• GOAL: Extract each of the lines below that contains the word "wooden", reproducing each one in full.

• DATA TO USE:
'''
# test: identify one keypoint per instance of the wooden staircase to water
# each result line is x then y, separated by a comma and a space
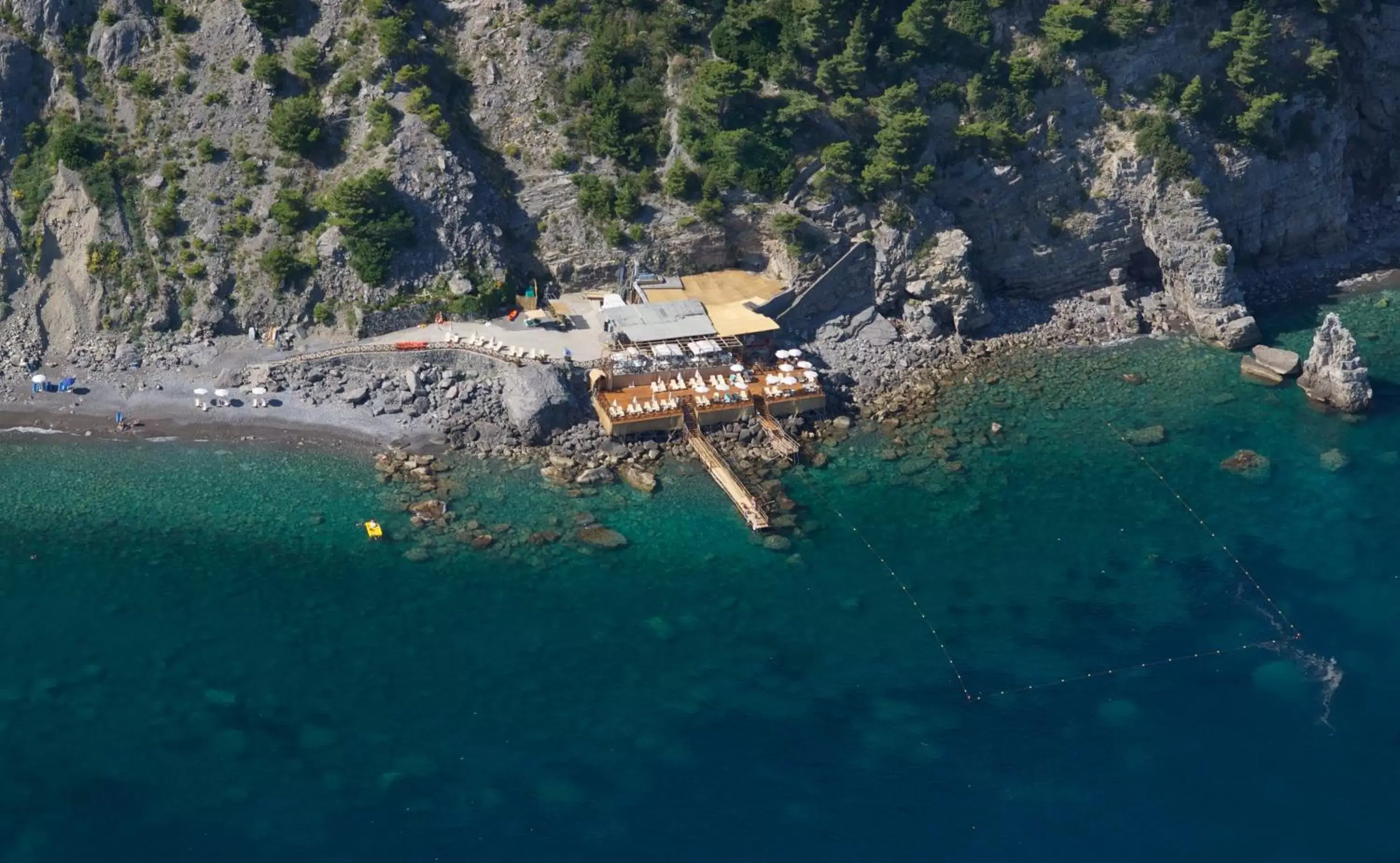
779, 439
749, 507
'''
'''
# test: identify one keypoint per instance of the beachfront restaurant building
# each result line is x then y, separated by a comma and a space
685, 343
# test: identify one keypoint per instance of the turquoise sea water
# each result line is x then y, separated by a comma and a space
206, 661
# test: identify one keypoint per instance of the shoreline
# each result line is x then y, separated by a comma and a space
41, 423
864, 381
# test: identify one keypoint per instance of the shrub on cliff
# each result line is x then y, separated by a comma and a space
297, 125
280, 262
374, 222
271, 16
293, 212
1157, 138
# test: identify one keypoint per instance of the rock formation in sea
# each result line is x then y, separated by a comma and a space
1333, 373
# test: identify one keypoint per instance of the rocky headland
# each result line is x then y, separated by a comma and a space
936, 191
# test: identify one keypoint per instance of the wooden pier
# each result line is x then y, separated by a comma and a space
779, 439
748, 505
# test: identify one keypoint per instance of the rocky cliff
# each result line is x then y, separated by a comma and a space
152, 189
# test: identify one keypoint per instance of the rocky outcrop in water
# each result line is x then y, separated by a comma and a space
'''
'''
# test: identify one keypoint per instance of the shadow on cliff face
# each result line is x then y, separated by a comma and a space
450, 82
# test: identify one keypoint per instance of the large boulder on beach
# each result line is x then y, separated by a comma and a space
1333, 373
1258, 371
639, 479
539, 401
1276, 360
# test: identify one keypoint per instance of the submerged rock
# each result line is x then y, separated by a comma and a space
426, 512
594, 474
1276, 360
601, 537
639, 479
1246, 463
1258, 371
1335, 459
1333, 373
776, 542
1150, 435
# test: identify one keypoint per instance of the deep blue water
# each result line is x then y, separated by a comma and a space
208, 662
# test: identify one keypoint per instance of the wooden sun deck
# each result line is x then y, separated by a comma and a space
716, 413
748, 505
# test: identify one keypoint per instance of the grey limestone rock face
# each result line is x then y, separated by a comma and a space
'''
• TASK SOLUTION:
# test: identify one keypoint per instance of the wooden staircase to water
# test: identify one keypoint per instance of the wooden pier
# test: identify one keypoint per instance of the wooden sun deck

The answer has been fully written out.